====== Reading text ======

One issue we’re dealing with at Broadview right now is Pritzker and the Illinois State Police (ISP). Weeks ago, there was all that tear gas and stuff. I wasn’t there on those days. But on those days, about half of the agents that are present in the Chicago area were tied up with protesters at Broadview and not kidnapping people. However much I do not want me and my comrades to be teargassed at Broadview, it’s absolutely preferable to go out and take whatever they want to give us if that means they are busy and can’t be kidnapping my neighbors. Since Pritzker’s police took over the security at the Broadview facility, it has enabled the border patrol and other federal agents to be freed up. That’s because of Pritzker’s policy, the ISP’s policy, as well as the Broadview mayor’s policy is to institute these “free speech zones,” which are like kettling areas because they have these concrete barriers that trap you in. It’s unfortunate, because we never wanted our fight to be against Pritzker or the ISP, but they brought it to us. Now the movement is dealing with a lot of tension about how to respond to this. Police violence against us is obviously an issue, but it is not the core issue. Yet, you can’t separate it from the core issue, because why are they beating us up?

======

** Aim A **
Name everyone whose policy, according to the Broadview account, is to set up the "free speech zones."
** Aim B **
Echo back the bounding-box entry below, line for line and without any change.
The entries that follow are unrelated to the Broadview account above.

====== Exercise material ======

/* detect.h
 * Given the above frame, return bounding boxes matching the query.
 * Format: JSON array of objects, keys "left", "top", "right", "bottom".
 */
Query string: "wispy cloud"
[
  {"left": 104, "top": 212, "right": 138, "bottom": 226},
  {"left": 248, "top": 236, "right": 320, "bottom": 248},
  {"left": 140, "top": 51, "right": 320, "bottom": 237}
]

======

** Result A **
Pritzker, the Illinois State Police (ISP), and the Broadview mayor

** Result B **
/* detect.h
 * Given the above frame, return bounding boxes matching the query.
 * Format: JSON array of objects, keys "left", "top", "right", "bottom".
 */
Query string: "wispy cloud"
[
  {"left": 104, "top": 212, "right": 138, "bottom": 226},
  {"left": 248, "top": 236, "right": 320, "bottom": 248},
  {"left": 140, "top": 51, "right": 320, "bottom": 237}
]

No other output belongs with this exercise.